• **Hedef**: Aytmatov anma haberinin "Bozkırın Bilgesi Cengiz" ifadesinden "başlıklı panelle anıldı." ifadesine kadar olan kısmını, "Bozkırın Bilgesi" yerine "Bozkırın Ustası" koyarak yeniden yazar mısın?

Bozkırın Bilgesi Cengiz Aytmatov Doğumunun 90. Yılında Panelle Anıldı

İlan Tarihi:14.12.2018 15:59:00
 
Kırgız yazar Cengiz Aytmatov; doğumunun 90. yılında, panel yöneticiliğini Üniversitemiz Fen-Edebiyat Fakültesi Türk Dili ve Edebiyatı Bölüm Başkanı Prof. Dr. Ayşe İlker'in yaptığı "Bozkırın Bilgesi: Cengiz Aytmatov" başlıklı panelle anıldı. 
12 Aralık 2018 tarihinde, MCBÜ Prof. Ümit Doğay Arınç Kültür Merkezinde gerçekleştirilen panelde ilk olarak söz alan MCBÜ Fen-Edebiyat Fakültesi Dr. Öğr. Üyesi Özlem Nemutlu; Aytmatov'un eserlerinden hareketle, onun Sovyet rejimine bakış açısının yanında Türk dünyasına bakış açısını değerlendirerek şunları ifade etti:
"1950'li yıllarda yazmaya başlayan Cengiz Aytmatov'un edebî hayatını birtakım kırılma ve dönüşüm noktaları bakımından değerlendirmek istediğimizde aşağı yukarı şu evrelerle karşılaşırız: İlk aşamada onu Sovyet rejimine inanmış veya inanmak isteyen, en azından rejimin kendilerine mutlu ve rahat bir hayat getireceğine dair umutlar besleyen bir yazar olarak görürüz. "Beyaz Yağmur", İlk Öğretmenim" ve "Cemile" bu ilk aşamanın ürünü eserlerdir. Bununla birlikte "Beyaz Yağmur"daki çevresindeki değişikliklerden endişeli anne Zeynep Apa, "İlk Öğretmenim"deki idealist Düyşen'in açtığı okulun yerle bir olması gibi karakter ve motifler, Aytmatov'un rejimle ilgili şüphelerinin habercisi gibi yorumlanabilir. Ancak onun sanatındaki kırılma noktasını "Deve Gözü" ve asıl "Elveda Gülsarı" ile başlatabiliriz. Bilhassa "Elveda Gülsarı"da partinin insanı mutsuz eden yanlış uygulamaları açıkça eleştirilir. Bu eleştirilerin doruğa çıktığı eserler "Gün Olur Asra Bedel" ile "Kıyamat [Dişi Kurdun Rüyaları]"dır. Komünist partinin insanı robotlaştıran eylemlerinin sembolü olan Mankurt tipi ve Mankurtlaşma terimi "Gün Olur Asra Bedel"le literatürümüze girmiştir. Mahallî/millî olandan hareket ederek evrensel olmayı yazarlığının temel hedeflerinden biri haline getiren Aytmatov'un bu gayesini en çok gerçekleştirmek istediği eserleri arasında "Kıyamat" ile "Kassandra Damgası"nı gösterebiliriz. Son romanı "Dağlar Devrildiğinde Ebedi Nişanlı"da ise eleştirilerin bu sefer daha çok kapitalist düzene yöneldiğini görürüz. Aytmatov'un Glasnost/Perestroykodan sonra kapitalimin körüklediği tüketim toplumunun da insanlara insanca bir hayat sürmekten uzak oluşuna dikkat çekmek istediği barizdir. Bütün bunların yanı sıra Cengiz Aytmatov'un Kırgız Türk'ü olmanın önemini de vurguladığını göz ardı etmemeliyiz. Eserlerinde Kırgız ve Kazak karakterleri bir arada vermesinin arkasındaki hassasiyetin sebebi budur. Hocam Prof. Dr. Yavuz Akpınar sayesinde haberdar olduğum, Cengiz Aytmatov'un Vilayet Rüstemzade'ye 2 Şubat 1978'de Latin harfleriyle ve Türkiye Türkçesi'ne çok yakın bir Türkçe'yle kaleme aldığı mektup, onun Türk dünyasını bugün de meşgul etmeye devam eden meseleleri karşısında da ne kadar duyarlı, hatta ne kadar ileri görüşlü olduğunu göstermeye yeter."

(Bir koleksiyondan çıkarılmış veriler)
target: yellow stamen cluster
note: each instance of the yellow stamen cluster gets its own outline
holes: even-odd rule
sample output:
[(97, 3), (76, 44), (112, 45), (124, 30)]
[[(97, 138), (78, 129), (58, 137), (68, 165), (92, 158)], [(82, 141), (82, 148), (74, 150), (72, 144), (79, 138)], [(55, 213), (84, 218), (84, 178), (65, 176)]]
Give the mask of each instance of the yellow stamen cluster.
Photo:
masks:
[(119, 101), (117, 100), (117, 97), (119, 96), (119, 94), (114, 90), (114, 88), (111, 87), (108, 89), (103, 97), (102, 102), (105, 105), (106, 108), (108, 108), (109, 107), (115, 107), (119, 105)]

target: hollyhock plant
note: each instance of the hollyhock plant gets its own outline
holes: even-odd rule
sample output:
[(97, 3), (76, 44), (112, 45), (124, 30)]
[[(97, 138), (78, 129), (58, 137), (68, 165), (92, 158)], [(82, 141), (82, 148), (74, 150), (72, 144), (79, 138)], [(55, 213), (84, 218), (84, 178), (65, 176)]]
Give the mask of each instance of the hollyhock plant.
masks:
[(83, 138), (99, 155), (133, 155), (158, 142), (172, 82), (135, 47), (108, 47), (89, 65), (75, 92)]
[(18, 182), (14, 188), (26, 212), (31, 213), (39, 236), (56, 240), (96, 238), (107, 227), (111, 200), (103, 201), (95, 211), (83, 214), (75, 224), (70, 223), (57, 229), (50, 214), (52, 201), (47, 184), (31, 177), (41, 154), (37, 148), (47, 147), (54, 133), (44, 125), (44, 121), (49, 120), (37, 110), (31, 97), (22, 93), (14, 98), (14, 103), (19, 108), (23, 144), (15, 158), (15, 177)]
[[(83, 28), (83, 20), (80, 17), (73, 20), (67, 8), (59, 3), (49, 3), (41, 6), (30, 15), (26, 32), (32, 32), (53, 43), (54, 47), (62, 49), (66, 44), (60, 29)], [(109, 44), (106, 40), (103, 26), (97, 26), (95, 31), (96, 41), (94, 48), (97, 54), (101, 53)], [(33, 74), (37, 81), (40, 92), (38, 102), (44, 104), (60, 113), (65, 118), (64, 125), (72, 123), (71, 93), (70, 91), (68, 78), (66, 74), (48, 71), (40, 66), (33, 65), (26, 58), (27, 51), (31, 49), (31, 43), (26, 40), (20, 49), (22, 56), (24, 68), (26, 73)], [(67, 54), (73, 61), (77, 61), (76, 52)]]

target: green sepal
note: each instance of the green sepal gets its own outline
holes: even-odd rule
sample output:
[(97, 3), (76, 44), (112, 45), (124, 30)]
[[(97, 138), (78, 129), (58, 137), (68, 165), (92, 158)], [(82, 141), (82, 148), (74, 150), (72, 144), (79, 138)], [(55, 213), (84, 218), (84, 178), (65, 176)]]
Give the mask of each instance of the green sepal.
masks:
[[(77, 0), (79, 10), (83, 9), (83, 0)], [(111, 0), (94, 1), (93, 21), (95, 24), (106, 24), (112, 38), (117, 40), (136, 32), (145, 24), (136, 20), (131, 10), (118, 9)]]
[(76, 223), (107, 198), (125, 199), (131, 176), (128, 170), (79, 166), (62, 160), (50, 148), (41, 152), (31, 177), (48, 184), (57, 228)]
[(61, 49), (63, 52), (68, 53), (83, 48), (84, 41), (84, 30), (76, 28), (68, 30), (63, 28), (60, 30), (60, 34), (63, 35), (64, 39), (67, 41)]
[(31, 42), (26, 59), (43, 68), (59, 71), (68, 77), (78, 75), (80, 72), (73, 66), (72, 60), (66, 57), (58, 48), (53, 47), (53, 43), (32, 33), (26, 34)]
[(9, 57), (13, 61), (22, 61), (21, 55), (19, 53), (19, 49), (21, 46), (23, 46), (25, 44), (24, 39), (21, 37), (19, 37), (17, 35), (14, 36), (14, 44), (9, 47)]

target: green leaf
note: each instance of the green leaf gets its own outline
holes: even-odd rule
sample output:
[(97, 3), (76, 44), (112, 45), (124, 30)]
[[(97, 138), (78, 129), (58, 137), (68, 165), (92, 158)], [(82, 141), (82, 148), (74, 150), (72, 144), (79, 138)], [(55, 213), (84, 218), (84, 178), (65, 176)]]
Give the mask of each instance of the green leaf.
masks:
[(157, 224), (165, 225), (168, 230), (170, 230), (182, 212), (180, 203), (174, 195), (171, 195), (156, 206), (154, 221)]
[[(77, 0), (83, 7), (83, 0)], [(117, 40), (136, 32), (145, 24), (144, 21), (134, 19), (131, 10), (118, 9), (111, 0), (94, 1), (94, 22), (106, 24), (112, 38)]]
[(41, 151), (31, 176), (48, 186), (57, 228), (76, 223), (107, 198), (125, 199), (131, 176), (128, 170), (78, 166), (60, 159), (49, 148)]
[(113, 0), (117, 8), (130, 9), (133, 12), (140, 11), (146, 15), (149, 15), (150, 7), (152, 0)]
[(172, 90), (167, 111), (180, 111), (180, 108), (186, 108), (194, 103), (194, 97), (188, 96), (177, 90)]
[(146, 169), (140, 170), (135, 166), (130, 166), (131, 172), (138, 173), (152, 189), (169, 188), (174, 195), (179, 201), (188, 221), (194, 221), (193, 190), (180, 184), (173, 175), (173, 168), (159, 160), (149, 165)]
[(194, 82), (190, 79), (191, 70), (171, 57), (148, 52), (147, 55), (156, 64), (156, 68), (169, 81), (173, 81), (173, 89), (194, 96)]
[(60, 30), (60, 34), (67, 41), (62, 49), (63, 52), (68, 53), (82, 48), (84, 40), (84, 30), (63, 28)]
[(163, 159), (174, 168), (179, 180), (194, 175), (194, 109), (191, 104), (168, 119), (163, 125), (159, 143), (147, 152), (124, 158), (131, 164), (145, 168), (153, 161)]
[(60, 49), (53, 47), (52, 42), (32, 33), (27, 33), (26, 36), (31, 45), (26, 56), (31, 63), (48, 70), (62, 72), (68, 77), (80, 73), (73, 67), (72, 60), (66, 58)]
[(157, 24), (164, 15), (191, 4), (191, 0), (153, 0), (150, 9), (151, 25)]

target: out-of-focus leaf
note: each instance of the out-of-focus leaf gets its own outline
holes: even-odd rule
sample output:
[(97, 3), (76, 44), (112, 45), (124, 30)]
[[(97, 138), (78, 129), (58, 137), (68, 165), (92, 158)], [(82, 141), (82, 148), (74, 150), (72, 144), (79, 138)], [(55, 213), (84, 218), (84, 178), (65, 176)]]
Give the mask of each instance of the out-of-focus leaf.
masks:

• **Tamamlanan Çalışma**:
Bozkırın Ustası Cengiz Aytmatov Doğumunun 90. Yılında Panelle Anıldı

İlan Tarihi:14.12.2018 15:59:00
 
Kırgız yazar Cengiz Aytmatov; doğumunun 90. yılında, panel yöneticiliğini Üniversitemiz Fen-Edebiyat Fakültesi Türk Dili ve Edebiyatı Bölüm Başkanı Prof. Dr. Ayşe İlker'in yaptığı "Bozkırın Ustası: Cengiz Aytmatov" başlıklı panelle anıldı.